(Items from a data source)
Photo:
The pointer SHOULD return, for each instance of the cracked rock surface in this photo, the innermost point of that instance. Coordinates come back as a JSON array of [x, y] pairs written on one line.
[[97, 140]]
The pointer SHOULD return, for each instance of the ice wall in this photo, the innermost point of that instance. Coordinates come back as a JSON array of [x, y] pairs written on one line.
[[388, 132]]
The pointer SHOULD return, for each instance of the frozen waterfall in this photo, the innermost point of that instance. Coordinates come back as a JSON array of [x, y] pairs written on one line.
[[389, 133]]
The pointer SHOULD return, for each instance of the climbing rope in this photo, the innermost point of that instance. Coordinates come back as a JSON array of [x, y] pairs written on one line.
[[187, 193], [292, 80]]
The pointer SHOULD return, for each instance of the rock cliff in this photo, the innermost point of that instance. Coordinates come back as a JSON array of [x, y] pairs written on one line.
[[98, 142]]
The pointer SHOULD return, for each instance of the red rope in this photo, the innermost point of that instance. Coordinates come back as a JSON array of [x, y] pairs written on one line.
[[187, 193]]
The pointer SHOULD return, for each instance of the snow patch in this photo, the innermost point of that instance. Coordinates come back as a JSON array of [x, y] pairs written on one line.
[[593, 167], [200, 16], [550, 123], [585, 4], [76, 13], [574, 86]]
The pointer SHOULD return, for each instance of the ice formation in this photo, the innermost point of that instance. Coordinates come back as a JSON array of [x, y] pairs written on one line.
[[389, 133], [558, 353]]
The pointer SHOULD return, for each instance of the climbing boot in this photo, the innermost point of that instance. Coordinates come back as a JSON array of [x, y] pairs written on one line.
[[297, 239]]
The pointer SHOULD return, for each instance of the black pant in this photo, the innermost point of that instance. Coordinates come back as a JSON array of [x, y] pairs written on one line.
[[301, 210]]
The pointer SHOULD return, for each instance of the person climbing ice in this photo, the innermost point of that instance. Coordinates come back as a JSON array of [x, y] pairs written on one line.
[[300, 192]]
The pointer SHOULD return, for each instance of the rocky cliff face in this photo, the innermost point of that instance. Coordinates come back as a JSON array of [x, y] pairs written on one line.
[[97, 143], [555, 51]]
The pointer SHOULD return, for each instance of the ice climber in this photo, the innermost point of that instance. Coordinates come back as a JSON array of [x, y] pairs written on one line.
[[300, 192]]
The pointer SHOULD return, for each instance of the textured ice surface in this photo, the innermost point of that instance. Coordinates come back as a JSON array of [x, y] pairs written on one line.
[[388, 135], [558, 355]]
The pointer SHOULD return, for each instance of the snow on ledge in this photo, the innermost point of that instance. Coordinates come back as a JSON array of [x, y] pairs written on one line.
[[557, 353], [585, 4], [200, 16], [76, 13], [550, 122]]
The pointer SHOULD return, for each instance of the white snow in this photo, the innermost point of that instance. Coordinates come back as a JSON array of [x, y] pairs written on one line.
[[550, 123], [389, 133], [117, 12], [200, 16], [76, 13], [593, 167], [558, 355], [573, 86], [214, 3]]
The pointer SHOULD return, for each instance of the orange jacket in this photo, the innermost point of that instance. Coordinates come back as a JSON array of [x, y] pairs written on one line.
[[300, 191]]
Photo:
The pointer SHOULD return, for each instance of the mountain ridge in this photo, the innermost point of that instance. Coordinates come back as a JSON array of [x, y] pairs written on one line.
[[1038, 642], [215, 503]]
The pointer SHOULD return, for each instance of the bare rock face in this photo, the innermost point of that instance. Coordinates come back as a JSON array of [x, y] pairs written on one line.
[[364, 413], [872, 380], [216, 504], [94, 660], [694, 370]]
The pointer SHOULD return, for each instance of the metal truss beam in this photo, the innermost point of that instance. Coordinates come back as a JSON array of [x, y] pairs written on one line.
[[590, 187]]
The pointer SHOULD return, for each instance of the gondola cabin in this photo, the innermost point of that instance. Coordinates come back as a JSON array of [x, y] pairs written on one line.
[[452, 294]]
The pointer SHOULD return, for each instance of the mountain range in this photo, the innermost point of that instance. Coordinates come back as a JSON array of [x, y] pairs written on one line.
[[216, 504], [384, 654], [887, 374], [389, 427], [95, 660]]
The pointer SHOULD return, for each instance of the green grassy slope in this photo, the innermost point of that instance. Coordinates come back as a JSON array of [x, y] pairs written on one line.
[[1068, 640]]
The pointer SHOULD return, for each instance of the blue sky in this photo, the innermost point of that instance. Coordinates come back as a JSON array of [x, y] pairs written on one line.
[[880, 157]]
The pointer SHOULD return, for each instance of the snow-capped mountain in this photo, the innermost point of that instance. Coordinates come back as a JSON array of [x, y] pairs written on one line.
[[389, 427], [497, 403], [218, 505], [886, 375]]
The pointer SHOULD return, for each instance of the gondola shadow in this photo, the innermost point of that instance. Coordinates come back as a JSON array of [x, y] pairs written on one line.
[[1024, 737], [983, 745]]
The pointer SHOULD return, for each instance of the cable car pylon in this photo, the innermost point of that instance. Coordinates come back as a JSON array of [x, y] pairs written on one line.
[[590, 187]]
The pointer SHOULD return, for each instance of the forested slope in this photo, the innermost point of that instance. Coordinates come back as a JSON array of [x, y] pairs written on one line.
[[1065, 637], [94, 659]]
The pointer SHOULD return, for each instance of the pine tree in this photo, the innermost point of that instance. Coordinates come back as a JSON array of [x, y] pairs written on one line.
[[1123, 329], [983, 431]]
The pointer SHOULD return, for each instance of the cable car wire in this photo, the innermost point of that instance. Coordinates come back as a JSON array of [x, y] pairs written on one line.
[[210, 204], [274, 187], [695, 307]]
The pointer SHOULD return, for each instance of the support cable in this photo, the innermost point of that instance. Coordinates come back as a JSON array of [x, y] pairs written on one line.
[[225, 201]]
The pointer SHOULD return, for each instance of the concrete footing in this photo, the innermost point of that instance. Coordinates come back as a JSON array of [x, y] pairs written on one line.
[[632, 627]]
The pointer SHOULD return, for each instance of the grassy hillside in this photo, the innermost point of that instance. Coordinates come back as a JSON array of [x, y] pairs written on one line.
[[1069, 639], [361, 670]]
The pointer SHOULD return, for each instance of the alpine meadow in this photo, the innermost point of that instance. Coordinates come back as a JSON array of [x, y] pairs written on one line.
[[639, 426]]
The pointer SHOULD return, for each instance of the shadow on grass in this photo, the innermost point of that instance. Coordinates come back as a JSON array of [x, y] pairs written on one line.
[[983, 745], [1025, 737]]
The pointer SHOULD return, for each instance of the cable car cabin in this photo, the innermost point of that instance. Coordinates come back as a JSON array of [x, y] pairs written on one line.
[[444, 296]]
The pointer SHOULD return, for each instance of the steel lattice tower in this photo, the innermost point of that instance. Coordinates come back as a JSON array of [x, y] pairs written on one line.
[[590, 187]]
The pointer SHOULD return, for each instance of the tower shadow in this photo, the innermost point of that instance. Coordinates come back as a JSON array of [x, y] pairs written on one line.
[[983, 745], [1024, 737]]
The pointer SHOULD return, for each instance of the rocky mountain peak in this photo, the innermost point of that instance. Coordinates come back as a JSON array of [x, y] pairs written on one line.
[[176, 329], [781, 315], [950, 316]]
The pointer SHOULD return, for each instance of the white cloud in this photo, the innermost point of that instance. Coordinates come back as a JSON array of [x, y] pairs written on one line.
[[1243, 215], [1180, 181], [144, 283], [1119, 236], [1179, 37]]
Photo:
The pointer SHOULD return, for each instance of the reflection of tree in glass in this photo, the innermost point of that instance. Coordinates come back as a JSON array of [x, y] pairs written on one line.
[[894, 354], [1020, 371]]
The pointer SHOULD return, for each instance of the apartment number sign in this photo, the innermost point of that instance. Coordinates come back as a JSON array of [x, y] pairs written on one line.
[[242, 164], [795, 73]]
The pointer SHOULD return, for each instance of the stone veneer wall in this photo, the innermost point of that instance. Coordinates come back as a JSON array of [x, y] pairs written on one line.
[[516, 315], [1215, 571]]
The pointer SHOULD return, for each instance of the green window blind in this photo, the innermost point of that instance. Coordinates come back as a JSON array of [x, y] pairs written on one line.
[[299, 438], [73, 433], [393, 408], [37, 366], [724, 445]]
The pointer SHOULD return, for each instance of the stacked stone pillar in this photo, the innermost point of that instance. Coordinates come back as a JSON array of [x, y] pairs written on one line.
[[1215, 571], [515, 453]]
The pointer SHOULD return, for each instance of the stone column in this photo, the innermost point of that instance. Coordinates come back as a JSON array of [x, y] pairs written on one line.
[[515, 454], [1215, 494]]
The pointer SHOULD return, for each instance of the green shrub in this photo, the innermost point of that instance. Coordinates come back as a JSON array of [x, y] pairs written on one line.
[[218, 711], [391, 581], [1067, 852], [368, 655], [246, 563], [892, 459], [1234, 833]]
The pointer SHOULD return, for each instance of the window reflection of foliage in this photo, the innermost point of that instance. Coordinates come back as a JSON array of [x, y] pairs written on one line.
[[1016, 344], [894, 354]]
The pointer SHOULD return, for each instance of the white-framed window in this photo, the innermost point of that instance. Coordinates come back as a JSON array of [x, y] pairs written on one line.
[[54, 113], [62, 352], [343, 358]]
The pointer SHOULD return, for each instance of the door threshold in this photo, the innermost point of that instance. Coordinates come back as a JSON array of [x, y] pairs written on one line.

WHAT YOU NEED TO DO: Set out, exactly as written, the lines from the line with "The pointer SHOULD return, for each instance of the stone column" to the last line of the records, inclusive, and only those lines.

RESPONSE TO THIS TASK:
The pointer SHOULD return, for each instance of the stone column in this photo, the innermost point of that instance. Coordinates come back as a JSON array of [x, y] pairs written on one line.
[[515, 454], [1215, 494]]
The pointer SHOULD return, for each instance of the green shrub in this photo, the innermost point of that instance. Coordinates come back as a JSON array of [x, y] pairs written on one line.
[[218, 711], [391, 581], [1067, 852], [368, 655], [246, 563], [892, 459], [1234, 833]]
The pointer SHOULD return, for each instance of the window reflection of foliage in this photo, the innermost point of that instance. Coordinates come back as a JSON array of [x, y] pairs written on one line.
[[1016, 344], [894, 354]]
The pointer SHOULD return, for each instance of the white-framed window in this photo, the innermost point of that instance. Coordinates come back as a JSON array of [x, y] pairs written on one line.
[[54, 113], [62, 352], [343, 358]]
The pointer SHOULD return, for each instance of the door threshold in this photo, the innermost point of that instance. Coordinates come back as a JSON array of [x, y] pairs written on one line.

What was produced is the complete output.